Generally, the augmentation engine 114 can be trained using the original training data used to train the neural network 110 or another source of data, whether the data is labeled or unlabeled. That is, the training procedure of the engine 114 does not require the data used for the procedure to be labeled. Therefore, since the training procedure of the engine 114 does not require labeled data, the training of the engine 114 can be a cheap process both in terms of training resources required and in the amount of data needed.

This allows the engine 114 to be trained in a data center or on an edge device.

For example, the neural network 110 can be trained in a data center and then deployed on an edge device, e.g., a mobile device, a personal assistant device, or another Internet of Things (loT) device. The engine 114 can then be trained on the edge device, e.g., on data that is specific to the edge device 114, without requiring the data used for this training to be sent to the data center or otherwise transmitted off-device.

This type of training can have numerous advantages. As one example, the engine 114 can be re-trained on live traffic data periodically, without disrupting the more complicated and stable underlying model (body 112 + head 116). This data can be transient and does not need to be stored. Thus, the performance of the system 100 will not degrade even if the distribution of training inputs changes after the neural network 110 and the engine 114 have been initially trained.

As another example, this allows the performance of the neural network 110 to be tailored to user-specific data. Consider for instance two users who have inputs that come from disjoint distributions (for example, one user can be mainly taking pictures of animals, while the other of buildings). The training of the engine 114 can be used to account for this change without disturbing the complex, generic neural network 110 and to provide quality gains from personalization, while maintaining the robustness and ease of deployment of a generic model.

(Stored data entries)
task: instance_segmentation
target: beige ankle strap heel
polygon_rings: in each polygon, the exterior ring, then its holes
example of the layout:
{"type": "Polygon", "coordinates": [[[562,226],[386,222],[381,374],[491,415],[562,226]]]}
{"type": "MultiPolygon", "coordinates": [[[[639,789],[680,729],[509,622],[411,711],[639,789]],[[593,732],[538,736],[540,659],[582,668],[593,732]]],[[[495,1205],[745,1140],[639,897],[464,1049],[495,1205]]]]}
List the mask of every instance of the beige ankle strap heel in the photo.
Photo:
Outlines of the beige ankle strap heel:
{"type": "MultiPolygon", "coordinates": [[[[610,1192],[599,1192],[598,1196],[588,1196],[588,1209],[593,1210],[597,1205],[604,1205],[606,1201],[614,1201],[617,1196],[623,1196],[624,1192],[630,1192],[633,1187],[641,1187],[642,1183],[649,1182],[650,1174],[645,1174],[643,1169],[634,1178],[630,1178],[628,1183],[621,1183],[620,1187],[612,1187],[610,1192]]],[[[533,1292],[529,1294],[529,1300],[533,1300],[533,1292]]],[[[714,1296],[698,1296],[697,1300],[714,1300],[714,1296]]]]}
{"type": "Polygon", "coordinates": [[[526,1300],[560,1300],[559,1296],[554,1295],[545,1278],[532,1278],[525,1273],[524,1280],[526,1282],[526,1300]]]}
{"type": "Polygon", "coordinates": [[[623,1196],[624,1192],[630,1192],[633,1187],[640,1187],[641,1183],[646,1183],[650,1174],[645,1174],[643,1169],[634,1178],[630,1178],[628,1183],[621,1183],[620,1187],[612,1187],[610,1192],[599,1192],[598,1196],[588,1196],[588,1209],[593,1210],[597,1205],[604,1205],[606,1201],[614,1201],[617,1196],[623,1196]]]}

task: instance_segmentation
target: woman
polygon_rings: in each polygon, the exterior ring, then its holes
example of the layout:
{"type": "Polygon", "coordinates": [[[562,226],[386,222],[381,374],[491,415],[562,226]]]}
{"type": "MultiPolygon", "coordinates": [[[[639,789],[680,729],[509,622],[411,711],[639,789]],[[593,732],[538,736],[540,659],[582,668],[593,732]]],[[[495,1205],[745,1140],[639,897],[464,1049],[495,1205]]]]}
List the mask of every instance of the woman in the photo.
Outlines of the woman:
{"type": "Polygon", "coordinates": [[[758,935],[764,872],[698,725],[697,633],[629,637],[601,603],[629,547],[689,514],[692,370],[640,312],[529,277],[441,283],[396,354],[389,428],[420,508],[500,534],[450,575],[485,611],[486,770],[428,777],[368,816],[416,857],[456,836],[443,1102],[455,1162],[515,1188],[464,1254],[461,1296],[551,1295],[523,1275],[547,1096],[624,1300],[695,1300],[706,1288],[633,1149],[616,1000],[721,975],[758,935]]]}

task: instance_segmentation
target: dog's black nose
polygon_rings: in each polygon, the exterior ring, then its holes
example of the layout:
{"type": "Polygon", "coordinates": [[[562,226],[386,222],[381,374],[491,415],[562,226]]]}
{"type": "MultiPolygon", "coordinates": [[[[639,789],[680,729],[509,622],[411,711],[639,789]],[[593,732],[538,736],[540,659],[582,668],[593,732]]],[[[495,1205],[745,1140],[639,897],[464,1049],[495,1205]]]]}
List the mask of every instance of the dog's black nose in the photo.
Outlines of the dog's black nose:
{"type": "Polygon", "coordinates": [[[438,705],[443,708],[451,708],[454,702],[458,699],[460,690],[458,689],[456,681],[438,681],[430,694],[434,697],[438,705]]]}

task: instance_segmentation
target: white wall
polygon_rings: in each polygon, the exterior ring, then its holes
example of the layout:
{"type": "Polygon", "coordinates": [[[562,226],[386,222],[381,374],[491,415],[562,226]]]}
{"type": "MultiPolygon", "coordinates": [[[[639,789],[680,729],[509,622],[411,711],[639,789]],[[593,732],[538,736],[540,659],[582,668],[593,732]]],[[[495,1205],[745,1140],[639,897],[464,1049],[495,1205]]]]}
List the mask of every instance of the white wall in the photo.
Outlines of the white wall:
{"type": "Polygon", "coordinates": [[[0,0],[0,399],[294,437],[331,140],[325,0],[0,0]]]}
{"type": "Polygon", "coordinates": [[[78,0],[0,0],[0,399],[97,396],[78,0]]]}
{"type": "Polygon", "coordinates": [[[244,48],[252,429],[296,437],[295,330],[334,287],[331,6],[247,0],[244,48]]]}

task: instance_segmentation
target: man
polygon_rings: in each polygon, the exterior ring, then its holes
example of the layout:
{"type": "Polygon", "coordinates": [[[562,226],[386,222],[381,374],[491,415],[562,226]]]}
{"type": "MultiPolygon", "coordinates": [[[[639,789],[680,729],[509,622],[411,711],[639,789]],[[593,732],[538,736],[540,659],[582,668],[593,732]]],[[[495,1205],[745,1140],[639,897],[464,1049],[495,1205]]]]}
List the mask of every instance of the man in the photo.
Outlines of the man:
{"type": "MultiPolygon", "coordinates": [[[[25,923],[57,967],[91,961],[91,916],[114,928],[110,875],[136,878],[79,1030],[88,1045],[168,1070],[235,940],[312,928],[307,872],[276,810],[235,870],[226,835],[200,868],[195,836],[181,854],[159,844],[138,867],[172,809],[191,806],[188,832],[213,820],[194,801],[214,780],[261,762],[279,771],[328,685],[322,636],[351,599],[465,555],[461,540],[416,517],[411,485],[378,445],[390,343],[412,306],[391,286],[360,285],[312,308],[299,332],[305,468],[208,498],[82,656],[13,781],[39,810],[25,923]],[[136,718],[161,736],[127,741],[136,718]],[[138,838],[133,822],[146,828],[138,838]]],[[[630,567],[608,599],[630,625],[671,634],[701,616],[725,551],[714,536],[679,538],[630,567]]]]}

■ PROBLEM A:
Shorten the paragraph of the passage on training the augmentation engine that opens with "This type of training can have numerous advantages," keeping its main facts.
■ PROBLEM B:
Copy the portion of the passage on training the augmentation engine that begins at the words "Generally, the augmentation" and stops after the words "of data needed.".
The items are material separate from the passage on training the augmentation engine.

■ CORRECT RESULT A:
One advantage of this training is that engine 114 can be re-trained periodically on live traffic data without disturbing the underlying model (body 112 + head 116). That data can be transient and need not be stored, so the performance of system 100 does not degrade even if the distribution of training inputs shifts after neural network 110 and engine 114 are first trained.

■ CORRECT RESULT B:
Generally, the augmentation engine 114 can be trained using the original training data used to train the neural network 110 or another source of data, whether the data is labeled or unlabeled. That is, the training procedure of the engine 114 does not require the data used for the procedure to be labeled. Therefore, since the training procedure of the engine 114 does not require labeled data, the training of the engine 114 can be a cheap process both in terms of training resources required and in the amount of data needed.